— begin Input rows —
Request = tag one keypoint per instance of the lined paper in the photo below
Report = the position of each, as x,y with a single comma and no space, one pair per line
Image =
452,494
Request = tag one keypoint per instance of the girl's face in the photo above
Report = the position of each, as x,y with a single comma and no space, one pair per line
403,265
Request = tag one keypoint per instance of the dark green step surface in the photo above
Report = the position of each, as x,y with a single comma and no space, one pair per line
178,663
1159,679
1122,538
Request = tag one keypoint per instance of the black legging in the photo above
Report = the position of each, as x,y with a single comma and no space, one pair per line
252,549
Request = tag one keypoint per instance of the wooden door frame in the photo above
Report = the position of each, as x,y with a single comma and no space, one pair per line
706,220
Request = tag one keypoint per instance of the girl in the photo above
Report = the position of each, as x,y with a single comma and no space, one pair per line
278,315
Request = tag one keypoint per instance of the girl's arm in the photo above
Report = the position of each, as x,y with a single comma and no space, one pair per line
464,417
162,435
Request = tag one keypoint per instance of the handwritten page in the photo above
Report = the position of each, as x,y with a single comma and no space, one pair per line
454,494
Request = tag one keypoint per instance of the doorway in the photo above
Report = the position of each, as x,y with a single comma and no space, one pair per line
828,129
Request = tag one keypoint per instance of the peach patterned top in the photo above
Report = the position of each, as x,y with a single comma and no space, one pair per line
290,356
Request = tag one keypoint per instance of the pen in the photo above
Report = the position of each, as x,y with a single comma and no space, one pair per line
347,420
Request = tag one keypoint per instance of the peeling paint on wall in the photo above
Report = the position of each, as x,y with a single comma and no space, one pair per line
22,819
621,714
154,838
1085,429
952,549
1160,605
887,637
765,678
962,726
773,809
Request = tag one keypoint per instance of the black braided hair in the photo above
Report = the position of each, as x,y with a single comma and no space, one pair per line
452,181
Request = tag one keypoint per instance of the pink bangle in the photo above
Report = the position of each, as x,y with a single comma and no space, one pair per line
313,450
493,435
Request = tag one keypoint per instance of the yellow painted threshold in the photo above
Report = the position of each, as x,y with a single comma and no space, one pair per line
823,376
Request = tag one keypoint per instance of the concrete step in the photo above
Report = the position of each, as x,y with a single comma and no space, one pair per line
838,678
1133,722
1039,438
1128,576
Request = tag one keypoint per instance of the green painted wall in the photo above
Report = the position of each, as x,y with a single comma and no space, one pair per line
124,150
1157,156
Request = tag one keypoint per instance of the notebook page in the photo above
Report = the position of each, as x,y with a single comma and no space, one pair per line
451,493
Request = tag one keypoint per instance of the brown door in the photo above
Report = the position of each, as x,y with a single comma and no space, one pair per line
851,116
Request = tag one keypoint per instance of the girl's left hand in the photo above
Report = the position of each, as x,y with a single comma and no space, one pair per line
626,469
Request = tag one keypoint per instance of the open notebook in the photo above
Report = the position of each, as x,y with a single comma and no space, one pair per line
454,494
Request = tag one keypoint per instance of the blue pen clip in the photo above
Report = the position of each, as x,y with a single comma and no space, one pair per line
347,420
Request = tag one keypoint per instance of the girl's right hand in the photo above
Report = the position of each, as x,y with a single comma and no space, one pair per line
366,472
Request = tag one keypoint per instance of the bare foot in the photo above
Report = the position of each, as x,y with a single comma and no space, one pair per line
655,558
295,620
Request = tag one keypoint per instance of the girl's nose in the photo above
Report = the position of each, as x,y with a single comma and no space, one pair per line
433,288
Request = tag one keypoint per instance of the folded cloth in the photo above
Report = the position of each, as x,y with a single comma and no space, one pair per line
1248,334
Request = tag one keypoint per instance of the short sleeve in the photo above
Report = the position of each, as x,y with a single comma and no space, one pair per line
— end Input rows —
Problem details:
Restate each record exactly as written.

Result for this exercise:
Request = tag one keypoint per instance of the lined paper in the photo below
Report = the position of each, as x,y with a single comma and no space, one pair per line
Image =
452,494
Request = tag one keypoint per instance of the girl's face in the photo above
Report = the position of each, as x,y with a single comma and no space, one pair per line
403,265
Request = tag one keypoint per instance of the dark green step surface in the photo above
Report = the position of each, as x,y with a single comma and no space, one pair per line
178,663
1159,679
1122,538
Request = tag one keypoint per instance of the black legging in the photo above
Report = the position of each, as x,y with a single comma and no space, one pair per line
252,549
Request = tag one keypoint per instance of the wooden door frame in the photo above
Report = the position of each, as x,y with a single comma and no space, one pair per line
706,220
Request = tag one keypoint per instance of the girl in the photo above
Report = the position of each, as x,y with a single comma and no space, one pair per line
278,315
Request = tag one keypoint per instance of the girl's arm in the photo above
Report = the position of each, as x,y with a single comma and no space, one pair per line
464,417
162,435
Request = tag one keypoint per instance of the handwritten page in the photo above
Report = the position of each, as x,y with a single comma and no space, one pair per line
454,494
Request = tag one keypoint per instance of the doorway in the photo above
Report = the position of each, as x,y with a single comma and no space, one pair per line
828,129
Request = tag one keypoint per instance of the peach patterned top in the photo above
Report = the position of each, as x,y with a single comma and no space, one pair per line
290,356
Request = tag one keypoint per instance of the pen in the photo above
Report = the position of each, as x,y with a single comma and no space, one pair per line
347,420
Request = tag one keypoint per instance of the peeling paint on wall in the photo above
Report = the position of each, as x,y with a single comma and no space, one pair per line
22,819
621,714
154,838
1085,429
952,549
1160,605
887,637
765,678
962,726
773,809
Request = tag one keypoint per instance of the black braided hair in the photo above
Report = the position of each, as x,y with a single comma and no space, one pair per line
452,181
Request = tag one keypoint per instance of the pink bangle in the photo above
Report = the position of each, as x,y with a single comma and no space, one pair per line
313,450
493,435
Request = tag one keypoint per instance of the yellow painted threshold in the photo above
Report = the position of each, as x,y with a single comma and no space, one pair per line
823,376
Request = tag one keypoint per instance of the concrete step in the photo above
Report = the position of each, as x,y with a single comma and no space, one pair per line
838,678
1133,722
1039,438
1128,576
Request = tag one keypoint per instance of the green painted wall in the photo above
Report = the position of each, as x,y with a single comma and no space, one pair per line
124,150
1157,156
Request = tag one keypoint per instance of the notebook page in the photo above
Report = the position of each, as x,y with a single comma and no space, one pair per line
451,493
Request = tag one keypoint per instance of the brown door in the photo above
Report = the position of each, as x,y with a single comma and no space, one pair per line
851,116
Request = tag one keypoint per instance of the girl's left hand in the photo above
Report = the position of each, as x,y with a single comma and no space, one pair per line
626,469
Request = tag one keypoint per instance of the open notebook in the photo above
Report = the position of each, as x,y with a single comma and no space, one pair per line
454,494
Request = tag one keypoint per instance of the blue pen clip in the photo above
Report = the position of each, as x,y with a single comma and no space, one pair per line
347,420
Request = tag one keypoint per instance of the girl's right hand in the photo above
Report = the position of each, as x,y with a single comma and no space, one pair per line
366,472
Request = tag one keypoint per instance of the bare foot in the photo above
Report = the position of each, as x,y with a single comma and no space, one pair per line
655,558
295,620
Request = tag one keypoint per instance of the girl's nose in the photo above
Report = the position of each, as x,y with a single comma and no space, one pair per line
433,288
Request = tag one keypoint per instance of the folded cloth in the photo above
Report = the position of each, as x,y with a single comma and no space, one pair per line
1248,334
Request = tag one keypoint per instance of the short sleeve in the photo above
Report = the position of each, as x,y with a single comma and no space, one pair per line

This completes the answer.